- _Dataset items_
○ ○ ○ ○ ○

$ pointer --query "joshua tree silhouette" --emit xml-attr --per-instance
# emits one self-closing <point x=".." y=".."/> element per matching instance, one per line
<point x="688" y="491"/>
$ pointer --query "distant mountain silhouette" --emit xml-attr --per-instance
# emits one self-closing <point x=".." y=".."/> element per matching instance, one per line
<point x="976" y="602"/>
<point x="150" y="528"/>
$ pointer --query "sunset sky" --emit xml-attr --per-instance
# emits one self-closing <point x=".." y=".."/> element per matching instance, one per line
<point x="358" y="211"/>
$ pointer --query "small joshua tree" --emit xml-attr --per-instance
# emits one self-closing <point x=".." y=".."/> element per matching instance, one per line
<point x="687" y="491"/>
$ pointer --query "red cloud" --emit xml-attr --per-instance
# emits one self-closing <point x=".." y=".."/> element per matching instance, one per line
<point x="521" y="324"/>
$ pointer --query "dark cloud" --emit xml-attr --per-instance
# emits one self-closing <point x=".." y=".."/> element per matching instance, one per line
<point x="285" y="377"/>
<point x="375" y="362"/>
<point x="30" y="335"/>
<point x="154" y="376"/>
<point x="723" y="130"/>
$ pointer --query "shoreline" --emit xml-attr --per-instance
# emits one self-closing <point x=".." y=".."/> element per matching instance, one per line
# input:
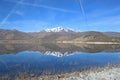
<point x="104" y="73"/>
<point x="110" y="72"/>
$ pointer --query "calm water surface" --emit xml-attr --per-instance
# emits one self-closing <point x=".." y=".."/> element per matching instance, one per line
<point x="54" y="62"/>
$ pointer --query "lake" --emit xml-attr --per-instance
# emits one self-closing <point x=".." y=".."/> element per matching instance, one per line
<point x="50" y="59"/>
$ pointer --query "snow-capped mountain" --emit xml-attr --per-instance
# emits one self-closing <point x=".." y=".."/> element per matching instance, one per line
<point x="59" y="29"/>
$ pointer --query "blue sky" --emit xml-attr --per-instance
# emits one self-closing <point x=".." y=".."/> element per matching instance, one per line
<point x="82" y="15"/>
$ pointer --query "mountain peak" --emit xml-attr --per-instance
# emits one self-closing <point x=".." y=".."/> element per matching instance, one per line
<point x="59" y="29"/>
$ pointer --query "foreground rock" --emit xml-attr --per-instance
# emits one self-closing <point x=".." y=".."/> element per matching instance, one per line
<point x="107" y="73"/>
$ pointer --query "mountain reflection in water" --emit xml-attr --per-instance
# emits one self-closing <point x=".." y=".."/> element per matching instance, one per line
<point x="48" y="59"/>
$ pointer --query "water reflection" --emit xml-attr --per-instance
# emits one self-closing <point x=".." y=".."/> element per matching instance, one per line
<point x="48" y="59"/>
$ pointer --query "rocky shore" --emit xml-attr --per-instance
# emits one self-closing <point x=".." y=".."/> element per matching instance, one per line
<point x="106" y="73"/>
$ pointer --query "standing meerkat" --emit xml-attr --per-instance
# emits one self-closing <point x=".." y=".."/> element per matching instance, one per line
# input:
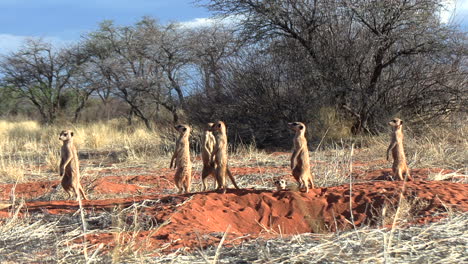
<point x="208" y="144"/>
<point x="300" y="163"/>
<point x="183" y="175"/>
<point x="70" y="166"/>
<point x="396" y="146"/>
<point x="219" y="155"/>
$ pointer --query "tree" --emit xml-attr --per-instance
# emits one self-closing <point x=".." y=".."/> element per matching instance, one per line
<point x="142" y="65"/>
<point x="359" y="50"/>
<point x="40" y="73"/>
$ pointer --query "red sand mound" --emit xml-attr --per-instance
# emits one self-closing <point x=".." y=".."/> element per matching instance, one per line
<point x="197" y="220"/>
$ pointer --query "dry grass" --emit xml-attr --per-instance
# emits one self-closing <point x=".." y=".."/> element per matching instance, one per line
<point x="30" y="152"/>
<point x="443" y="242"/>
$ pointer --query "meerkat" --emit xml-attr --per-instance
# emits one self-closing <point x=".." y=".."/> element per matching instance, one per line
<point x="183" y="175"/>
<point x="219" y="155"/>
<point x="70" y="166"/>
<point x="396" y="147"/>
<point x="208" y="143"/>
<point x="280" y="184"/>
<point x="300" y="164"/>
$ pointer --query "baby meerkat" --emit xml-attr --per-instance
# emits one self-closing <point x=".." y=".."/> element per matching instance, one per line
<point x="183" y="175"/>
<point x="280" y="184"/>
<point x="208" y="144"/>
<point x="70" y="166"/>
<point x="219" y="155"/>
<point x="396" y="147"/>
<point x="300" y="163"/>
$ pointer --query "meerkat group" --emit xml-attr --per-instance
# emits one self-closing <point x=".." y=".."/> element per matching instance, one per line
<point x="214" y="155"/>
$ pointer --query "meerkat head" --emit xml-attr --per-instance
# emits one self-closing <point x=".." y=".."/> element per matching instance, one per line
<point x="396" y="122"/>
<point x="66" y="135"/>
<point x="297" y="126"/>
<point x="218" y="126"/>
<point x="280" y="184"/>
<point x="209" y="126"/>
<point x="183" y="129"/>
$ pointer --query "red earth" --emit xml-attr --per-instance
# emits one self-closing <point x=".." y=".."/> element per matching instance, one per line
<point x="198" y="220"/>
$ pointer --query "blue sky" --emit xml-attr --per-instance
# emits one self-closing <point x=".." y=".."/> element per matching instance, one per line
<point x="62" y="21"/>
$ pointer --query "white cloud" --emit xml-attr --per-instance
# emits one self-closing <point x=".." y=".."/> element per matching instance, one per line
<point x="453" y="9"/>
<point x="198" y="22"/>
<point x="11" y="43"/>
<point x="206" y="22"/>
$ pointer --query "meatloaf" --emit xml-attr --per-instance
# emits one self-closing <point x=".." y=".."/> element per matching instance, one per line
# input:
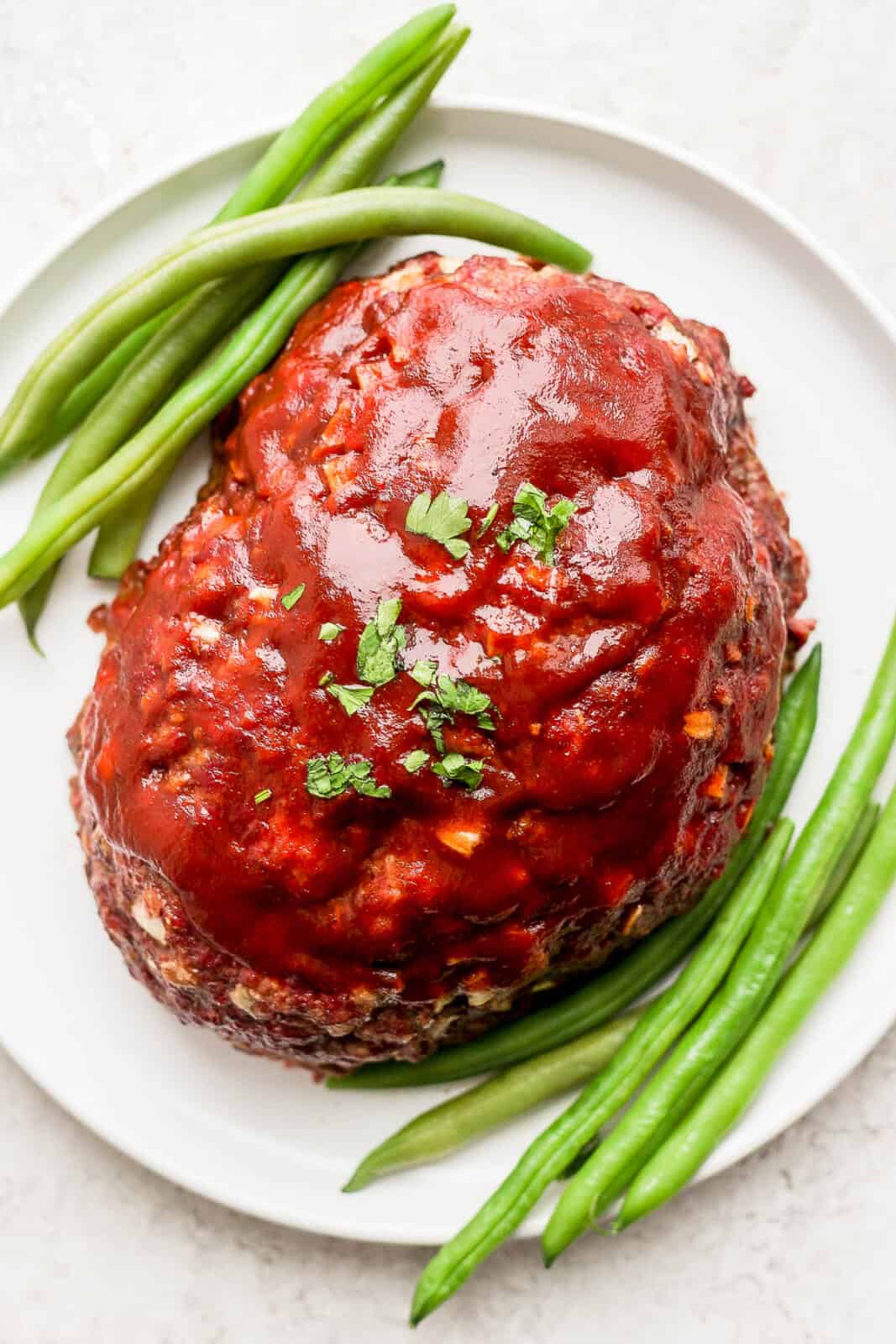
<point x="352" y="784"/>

○ ○ ○ ○ ○

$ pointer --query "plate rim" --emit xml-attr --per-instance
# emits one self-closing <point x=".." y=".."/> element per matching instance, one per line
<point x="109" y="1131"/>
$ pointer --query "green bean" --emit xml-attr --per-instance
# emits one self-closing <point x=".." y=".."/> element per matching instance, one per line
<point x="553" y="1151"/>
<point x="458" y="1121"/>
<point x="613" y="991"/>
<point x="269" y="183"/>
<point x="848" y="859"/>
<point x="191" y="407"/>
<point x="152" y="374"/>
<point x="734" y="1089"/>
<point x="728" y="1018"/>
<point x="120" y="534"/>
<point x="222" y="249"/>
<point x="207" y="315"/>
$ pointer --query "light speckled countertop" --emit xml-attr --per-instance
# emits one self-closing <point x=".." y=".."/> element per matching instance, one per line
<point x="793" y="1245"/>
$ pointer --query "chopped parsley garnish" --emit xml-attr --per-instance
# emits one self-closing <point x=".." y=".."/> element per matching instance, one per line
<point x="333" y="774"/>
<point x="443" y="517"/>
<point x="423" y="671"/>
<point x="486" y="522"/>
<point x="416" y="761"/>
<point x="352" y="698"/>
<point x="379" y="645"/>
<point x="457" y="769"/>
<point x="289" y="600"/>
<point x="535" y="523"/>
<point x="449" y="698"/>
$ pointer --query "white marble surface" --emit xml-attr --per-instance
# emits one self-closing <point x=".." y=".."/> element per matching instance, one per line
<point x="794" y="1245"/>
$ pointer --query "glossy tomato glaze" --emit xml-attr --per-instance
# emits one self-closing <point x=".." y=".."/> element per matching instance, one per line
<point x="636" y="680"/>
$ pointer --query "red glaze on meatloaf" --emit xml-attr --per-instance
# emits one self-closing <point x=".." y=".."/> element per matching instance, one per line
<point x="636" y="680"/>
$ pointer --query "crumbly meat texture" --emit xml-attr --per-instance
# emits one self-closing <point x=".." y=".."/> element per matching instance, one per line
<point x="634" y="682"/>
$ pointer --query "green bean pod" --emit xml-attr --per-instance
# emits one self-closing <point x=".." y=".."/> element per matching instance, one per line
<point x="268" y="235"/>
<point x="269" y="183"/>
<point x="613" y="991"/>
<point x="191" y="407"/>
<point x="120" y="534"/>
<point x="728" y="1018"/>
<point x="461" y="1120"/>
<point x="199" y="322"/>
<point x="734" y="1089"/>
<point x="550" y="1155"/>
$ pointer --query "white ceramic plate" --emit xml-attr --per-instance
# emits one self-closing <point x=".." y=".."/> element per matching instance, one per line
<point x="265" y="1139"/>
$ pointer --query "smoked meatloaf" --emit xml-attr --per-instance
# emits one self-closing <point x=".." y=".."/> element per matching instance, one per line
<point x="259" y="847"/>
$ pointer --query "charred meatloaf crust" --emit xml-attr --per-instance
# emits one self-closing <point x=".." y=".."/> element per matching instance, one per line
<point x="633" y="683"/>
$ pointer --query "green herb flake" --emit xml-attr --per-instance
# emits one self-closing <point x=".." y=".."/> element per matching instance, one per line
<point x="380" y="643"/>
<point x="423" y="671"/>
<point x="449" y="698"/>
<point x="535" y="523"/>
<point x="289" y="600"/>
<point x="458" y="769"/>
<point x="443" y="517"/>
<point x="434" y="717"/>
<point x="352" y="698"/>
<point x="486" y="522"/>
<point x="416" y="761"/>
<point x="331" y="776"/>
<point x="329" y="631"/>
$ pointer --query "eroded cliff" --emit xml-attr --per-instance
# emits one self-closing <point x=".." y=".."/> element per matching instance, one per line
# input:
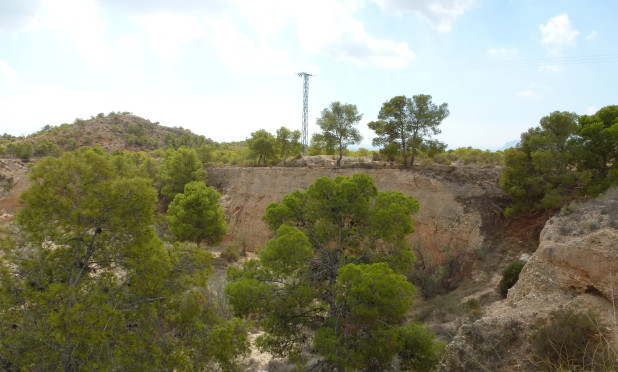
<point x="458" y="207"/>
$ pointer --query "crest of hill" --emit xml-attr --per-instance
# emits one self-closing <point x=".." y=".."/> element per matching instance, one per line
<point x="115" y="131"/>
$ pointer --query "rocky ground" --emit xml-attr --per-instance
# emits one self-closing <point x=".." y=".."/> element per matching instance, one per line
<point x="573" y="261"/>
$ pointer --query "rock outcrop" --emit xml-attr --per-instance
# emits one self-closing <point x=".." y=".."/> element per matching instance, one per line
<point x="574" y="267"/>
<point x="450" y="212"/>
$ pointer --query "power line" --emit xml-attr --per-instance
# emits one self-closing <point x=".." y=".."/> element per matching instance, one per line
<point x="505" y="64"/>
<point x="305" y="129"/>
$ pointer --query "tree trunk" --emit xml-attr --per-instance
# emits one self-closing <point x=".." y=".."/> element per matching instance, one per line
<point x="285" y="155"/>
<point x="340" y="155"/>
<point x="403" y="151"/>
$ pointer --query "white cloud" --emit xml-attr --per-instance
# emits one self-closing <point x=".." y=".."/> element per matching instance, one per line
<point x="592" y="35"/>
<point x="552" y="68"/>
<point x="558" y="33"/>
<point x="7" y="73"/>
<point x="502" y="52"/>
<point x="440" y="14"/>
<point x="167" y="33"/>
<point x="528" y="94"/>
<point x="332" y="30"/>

○ ○ ○ ○ ○

- _About this task_
Copy out every line of the data in which the word "meatloaf" is found.

- _Response area_
$ pointer --query "meatloaf" --emit xml-attr --per-instance
$ pointer --query "red glaze on meatloaf" --emit xml-attr --per-instance
$ pointer --query "smoked meatloaf" --emit xml-attr --per-instance
$ pointer --query "charred meatloaf crust" --emit xml-attr --per-instance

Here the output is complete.